Problem details
Output every line below without omitting or altering anything.
::: Exercise data :::
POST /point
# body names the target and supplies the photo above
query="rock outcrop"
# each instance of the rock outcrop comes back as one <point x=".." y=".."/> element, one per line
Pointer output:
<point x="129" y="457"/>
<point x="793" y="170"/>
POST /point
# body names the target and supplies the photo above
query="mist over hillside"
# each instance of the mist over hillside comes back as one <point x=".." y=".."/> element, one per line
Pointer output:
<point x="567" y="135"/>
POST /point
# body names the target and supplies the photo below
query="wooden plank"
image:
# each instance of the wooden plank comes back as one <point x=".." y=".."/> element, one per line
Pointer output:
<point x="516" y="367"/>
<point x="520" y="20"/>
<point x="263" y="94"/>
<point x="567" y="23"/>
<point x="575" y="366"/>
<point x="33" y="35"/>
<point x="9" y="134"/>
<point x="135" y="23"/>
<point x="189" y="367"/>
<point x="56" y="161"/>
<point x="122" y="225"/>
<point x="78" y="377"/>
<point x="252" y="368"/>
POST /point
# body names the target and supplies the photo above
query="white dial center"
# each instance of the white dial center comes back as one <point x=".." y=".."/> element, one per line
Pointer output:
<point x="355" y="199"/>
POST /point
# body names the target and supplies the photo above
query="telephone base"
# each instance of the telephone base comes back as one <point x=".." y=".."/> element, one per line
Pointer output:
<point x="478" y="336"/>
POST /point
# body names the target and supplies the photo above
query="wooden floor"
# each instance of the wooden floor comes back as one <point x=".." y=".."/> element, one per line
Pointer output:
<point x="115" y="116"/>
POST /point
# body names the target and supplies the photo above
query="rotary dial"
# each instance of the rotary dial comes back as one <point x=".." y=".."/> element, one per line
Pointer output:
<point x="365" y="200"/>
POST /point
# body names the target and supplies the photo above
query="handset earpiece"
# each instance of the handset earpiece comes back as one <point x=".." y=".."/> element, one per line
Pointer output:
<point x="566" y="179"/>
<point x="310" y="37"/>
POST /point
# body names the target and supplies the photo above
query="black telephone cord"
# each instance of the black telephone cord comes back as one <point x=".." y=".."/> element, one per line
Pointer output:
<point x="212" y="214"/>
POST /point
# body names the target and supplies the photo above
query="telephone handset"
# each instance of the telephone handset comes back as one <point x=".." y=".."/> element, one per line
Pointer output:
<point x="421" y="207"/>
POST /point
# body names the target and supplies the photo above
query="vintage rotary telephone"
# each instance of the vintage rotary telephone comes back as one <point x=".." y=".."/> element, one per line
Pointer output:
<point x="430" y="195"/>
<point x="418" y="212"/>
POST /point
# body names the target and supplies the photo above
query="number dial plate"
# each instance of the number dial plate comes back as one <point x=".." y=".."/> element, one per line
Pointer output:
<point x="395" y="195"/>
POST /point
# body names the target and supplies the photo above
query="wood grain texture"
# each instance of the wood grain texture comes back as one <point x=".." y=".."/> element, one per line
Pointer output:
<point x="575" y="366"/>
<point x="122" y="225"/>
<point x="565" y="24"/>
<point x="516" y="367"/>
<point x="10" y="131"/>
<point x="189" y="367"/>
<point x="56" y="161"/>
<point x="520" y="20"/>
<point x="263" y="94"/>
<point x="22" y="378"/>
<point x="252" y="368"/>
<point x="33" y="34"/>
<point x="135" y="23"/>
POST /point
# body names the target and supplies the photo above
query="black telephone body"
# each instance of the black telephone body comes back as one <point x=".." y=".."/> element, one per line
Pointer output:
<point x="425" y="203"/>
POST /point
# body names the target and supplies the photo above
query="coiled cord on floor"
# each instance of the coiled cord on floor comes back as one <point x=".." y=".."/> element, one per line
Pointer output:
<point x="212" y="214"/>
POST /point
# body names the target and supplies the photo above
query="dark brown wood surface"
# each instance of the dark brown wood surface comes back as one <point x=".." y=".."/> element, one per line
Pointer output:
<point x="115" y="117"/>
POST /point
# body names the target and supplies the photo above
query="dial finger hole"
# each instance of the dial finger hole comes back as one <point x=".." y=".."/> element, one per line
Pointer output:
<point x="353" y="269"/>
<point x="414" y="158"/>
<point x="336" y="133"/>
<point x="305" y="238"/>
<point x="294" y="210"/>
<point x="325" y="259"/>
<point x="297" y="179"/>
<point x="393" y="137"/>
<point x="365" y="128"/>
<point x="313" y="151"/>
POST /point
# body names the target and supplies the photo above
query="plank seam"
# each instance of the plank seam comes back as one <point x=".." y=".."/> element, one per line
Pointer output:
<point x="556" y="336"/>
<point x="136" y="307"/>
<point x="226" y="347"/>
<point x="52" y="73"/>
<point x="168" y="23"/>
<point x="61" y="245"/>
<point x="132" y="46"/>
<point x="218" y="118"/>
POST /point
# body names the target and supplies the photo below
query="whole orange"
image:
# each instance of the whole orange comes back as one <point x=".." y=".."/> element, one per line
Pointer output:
:::
Task response
POST /point
# body names the target and supplies the photo above
query="rock outcrop"
# each instance of the rock outcrop comes back as one <point x=".." y=".."/> element, one per line
Pointer output:
<point x="129" y="457"/>
<point x="793" y="170"/>
POST /point
# body names the target and supplies the photo above
query="mist over hillside"
# each instance of the mist over hillside comes back as one <point x=".." y=".."/> element, one per line
Pointer output:
<point x="567" y="135"/>
POST /point
# body names the target and supplies the photo below
query="wooden plank"
image:
# each instance of the wooden plank comes back as one <point x=".." y=".."/> element, one per line
Pointer output:
<point x="516" y="367"/>
<point x="520" y="20"/>
<point x="263" y="94"/>
<point x="567" y="23"/>
<point x="575" y="366"/>
<point x="33" y="35"/>
<point x="9" y="134"/>
<point x="135" y="23"/>
<point x="189" y="367"/>
<point x="56" y="161"/>
<point x="122" y="225"/>
<point x="78" y="377"/>
<point x="252" y="368"/>
POST /point
# body names the target and supplies the photo above
query="white dial center"
# each instance of the white dial center comes back as one <point x=".." y=".."/> element, one per line
Pointer output:
<point x="355" y="199"/>
POST /point
# body names the target and supplies the photo above
query="telephone base"
# each instance of the telephone base comes back as one <point x=".." y=".."/> element, one per line
Pointer output:
<point x="478" y="336"/>
POST /point
# body names the target and supplies the photo above
query="wooden floor"
# each instance of the wooden floor comes back as one <point x=".." y=".."/> element, one per line
Pointer output:
<point x="115" y="116"/>
POST /point
# body names the target and supplies the photo above
query="rotary dial"
# each instance of the rotary dial comes back as one <point x=".." y=".."/> element, one per line
Pointer output:
<point x="365" y="200"/>
POST /point
# body names the target and supplies the photo above
query="handset earpiece"
# each instance of the handset earpiece comes back as one <point x=".." y=".."/> element, one per line
Pointer output:
<point x="566" y="179"/>
<point x="310" y="37"/>
POST /point
# body names the target and supplies the photo above
query="black telephone cord"
# each instance of the black telephone cord comes back as one <point x=".." y=".."/> element, one per line
Pointer output:
<point x="212" y="214"/>
POST /point
# body names the target and supplies the photo above
query="telephone handset"
# each instance of the telephone handset comes back as one <point x=".." y=".."/> element, one per line
Pointer output:
<point x="421" y="207"/>
POST /point
# body names the target and supplies the photo above
query="vintage rotary telephone"
# each instance of the vintage rotary telephone comes back as one <point x=".." y=".."/> element, one per line
Pointer output:
<point x="430" y="195"/>
<point x="418" y="212"/>
POST /point
# body names the target and supplies the photo above
query="number dial plate"
# each instance of the number dial plate comes back as one <point x=".." y=".."/> element, one per line
Pointer output:
<point x="395" y="195"/>
POST /point
# body names the target and supplies the photo above
query="wood grain texture"
# each instance of the wood grain texture comes back as one <point x=".." y=".."/> element, one per line
Pointer output:
<point x="575" y="366"/>
<point x="122" y="225"/>
<point x="565" y="24"/>
<point x="516" y="367"/>
<point x="10" y="131"/>
<point x="189" y="367"/>
<point x="56" y="161"/>
<point x="520" y="20"/>
<point x="263" y="94"/>
<point x="22" y="378"/>
<point x="252" y="368"/>
<point x="33" y="34"/>
<point x="135" y="23"/>
POST /point
# body names the target and supplies the photo above
query="black telephone body"
# each instance of the black telephone body comes back as one <point x=".." y=".."/> element, one per line
Pointer output:
<point x="425" y="203"/>
POST /point
# body names the target and supplies the photo above
query="coiled cord on floor"
# each instance of the coiled cord on floor comes back as one <point x=".." y=".."/> element, one per line
Pointer output:
<point x="212" y="214"/>
POST /point
# body names the target and supplies the photo above
query="dark brown wood surface"
# each instance of the dark brown wood surface comes back as one <point x=".." y=".."/> element, one per line
Pointer output:
<point x="115" y="117"/>
POST /point
# body names the target and supplies the photo above
query="dial finger hole"
# each instance of the dial finger hole comes back as one <point x=".." y=".."/> element, one per line
Pointer output:
<point x="353" y="269"/>
<point x="414" y="158"/>
<point x="336" y="133"/>
<point x="305" y="238"/>
<point x="294" y="210"/>
<point x="325" y="259"/>
<point x="297" y="179"/>
<point x="393" y="137"/>
<point x="365" y="128"/>
<point x="313" y="151"/>
POST /point
# body names the target and supplies the photo above
query="plank seam"
# each instance of the plank seam comes back as one <point x=".." y=".."/> element, one per line
Pointer output:
<point x="556" y="336"/>
<point x="136" y="307"/>
<point x="226" y="347"/>
<point x="52" y="73"/>
<point x="168" y="23"/>
<point x="61" y="245"/>
<point x="132" y="46"/>
<point x="218" y="118"/>
POST /point
# body names the target and supplies the photo below
query="whole orange"
image:
# each instance of the whole orange comes back as one <point x=".." y=".."/> element, one per line
Pointer output:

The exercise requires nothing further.